===== EXERCISE INPUTS =====

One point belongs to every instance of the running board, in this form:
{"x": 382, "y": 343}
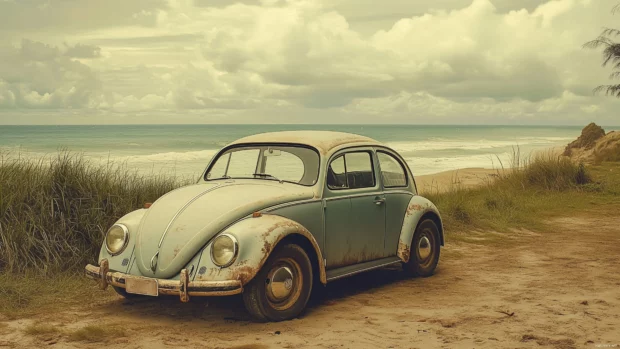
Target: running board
{"x": 349, "y": 270}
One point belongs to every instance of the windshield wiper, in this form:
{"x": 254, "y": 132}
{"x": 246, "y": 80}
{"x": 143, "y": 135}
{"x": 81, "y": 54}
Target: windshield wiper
{"x": 265, "y": 175}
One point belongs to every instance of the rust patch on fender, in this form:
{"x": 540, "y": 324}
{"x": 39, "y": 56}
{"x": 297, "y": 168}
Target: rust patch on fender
{"x": 404, "y": 252}
{"x": 413, "y": 207}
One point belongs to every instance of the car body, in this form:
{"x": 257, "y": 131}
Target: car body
{"x": 272, "y": 215}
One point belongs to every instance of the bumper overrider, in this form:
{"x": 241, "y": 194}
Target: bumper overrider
{"x": 155, "y": 287}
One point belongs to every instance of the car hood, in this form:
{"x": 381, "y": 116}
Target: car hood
{"x": 181, "y": 222}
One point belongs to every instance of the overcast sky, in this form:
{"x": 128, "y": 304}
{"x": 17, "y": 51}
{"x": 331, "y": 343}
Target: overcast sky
{"x": 303, "y": 61}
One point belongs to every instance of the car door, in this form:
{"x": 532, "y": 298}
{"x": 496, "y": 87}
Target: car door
{"x": 354, "y": 209}
{"x": 398, "y": 190}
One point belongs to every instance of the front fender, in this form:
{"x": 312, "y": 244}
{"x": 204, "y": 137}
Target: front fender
{"x": 120, "y": 262}
{"x": 257, "y": 237}
{"x": 418, "y": 207}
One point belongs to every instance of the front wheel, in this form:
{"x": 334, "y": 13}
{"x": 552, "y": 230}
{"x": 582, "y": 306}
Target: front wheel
{"x": 424, "y": 250}
{"x": 281, "y": 289}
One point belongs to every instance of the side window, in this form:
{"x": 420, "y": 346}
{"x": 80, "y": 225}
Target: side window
{"x": 351, "y": 171}
{"x": 284, "y": 165}
{"x": 242, "y": 163}
{"x": 336, "y": 174}
{"x": 392, "y": 171}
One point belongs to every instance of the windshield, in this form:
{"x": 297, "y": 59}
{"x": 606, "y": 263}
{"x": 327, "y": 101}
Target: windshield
{"x": 294, "y": 164}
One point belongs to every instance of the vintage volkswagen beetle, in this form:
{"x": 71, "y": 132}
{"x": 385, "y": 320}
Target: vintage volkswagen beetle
{"x": 272, "y": 215}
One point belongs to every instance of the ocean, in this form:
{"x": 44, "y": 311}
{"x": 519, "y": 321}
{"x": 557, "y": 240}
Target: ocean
{"x": 185, "y": 150}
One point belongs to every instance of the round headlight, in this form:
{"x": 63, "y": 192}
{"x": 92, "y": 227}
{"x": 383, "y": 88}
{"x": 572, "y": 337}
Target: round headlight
{"x": 224, "y": 250}
{"x": 116, "y": 239}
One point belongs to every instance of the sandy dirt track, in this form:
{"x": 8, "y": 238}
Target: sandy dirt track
{"x": 523, "y": 290}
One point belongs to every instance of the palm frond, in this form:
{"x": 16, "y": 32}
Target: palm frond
{"x": 609, "y": 90}
{"x": 611, "y": 54}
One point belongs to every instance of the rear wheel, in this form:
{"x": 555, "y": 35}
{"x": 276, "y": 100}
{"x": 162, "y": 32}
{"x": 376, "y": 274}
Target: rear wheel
{"x": 424, "y": 250}
{"x": 281, "y": 289}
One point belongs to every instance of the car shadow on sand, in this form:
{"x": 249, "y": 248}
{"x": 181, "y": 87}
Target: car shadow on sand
{"x": 231, "y": 308}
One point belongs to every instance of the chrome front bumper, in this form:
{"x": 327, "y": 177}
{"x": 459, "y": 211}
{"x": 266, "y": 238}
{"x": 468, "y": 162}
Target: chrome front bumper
{"x": 182, "y": 287}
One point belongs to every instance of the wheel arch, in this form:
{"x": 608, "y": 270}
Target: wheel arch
{"x": 418, "y": 210}
{"x": 258, "y": 237}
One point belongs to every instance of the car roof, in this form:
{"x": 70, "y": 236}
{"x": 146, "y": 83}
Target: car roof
{"x": 324, "y": 141}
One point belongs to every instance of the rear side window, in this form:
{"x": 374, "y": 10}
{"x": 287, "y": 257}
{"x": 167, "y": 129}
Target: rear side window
{"x": 351, "y": 171}
{"x": 392, "y": 171}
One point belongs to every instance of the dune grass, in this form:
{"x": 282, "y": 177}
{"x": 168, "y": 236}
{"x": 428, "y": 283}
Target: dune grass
{"x": 524, "y": 195}
{"x": 54, "y": 212}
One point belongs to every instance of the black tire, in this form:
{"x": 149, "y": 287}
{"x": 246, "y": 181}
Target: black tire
{"x": 421, "y": 261}
{"x": 290, "y": 297}
{"x": 122, "y": 292}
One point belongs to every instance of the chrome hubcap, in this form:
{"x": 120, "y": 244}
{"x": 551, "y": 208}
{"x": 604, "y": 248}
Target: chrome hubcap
{"x": 281, "y": 283}
{"x": 424, "y": 247}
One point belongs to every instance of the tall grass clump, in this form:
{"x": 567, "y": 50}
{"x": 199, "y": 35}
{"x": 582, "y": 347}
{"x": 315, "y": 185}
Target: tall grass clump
{"x": 514, "y": 196}
{"x": 54, "y": 212}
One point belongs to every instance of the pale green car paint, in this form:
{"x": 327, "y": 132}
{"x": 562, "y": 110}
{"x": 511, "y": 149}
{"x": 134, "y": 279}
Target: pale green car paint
{"x": 342, "y": 227}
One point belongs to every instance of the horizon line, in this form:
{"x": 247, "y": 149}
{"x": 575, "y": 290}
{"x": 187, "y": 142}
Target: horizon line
{"x": 308, "y": 124}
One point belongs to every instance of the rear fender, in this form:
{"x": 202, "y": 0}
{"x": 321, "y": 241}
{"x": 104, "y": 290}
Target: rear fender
{"x": 418, "y": 208}
{"x": 257, "y": 238}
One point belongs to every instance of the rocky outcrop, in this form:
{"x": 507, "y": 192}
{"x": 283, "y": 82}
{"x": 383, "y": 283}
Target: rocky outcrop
{"x": 589, "y": 135}
{"x": 594, "y": 146}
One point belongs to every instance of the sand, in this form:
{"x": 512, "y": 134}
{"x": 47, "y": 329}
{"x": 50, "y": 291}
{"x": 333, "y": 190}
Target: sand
{"x": 465, "y": 178}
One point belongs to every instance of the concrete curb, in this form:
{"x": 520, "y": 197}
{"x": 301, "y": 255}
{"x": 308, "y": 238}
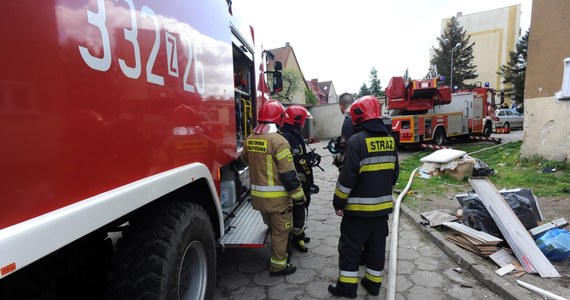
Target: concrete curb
{"x": 467, "y": 261}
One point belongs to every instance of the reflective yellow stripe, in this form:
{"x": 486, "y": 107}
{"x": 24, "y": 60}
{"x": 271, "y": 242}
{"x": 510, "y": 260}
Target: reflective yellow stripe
{"x": 373, "y": 207}
{"x": 298, "y": 195}
{"x": 340, "y": 194}
{"x": 262, "y": 194}
{"x": 283, "y": 153}
{"x": 269, "y": 162}
{"x": 377, "y": 279}
{"x": 345, "y": 279}
{"x": 378, "y": 167}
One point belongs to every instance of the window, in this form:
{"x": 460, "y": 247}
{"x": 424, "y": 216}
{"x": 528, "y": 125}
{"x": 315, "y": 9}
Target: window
{"x": 564, "y": 94}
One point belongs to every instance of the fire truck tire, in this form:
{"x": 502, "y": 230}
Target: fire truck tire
{"x": 488, "y": 130}
{"x": 169, "y": 253}
{"x": 439, "y": 136}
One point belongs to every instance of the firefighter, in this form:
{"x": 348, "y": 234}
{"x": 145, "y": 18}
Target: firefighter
{"x": 363, "y": 198}
{"x": 274, "y": 182}
{"x": 344, "y": 102}
{"x": 294, "y": 123}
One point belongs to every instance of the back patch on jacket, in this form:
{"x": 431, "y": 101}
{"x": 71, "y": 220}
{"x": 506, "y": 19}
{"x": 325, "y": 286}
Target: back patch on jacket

=====

**TASK REQUIREMENTS**
A single number is the whole answer: how many lines of the records contain the word "jacket".

**WRITTEN ANSWER**
2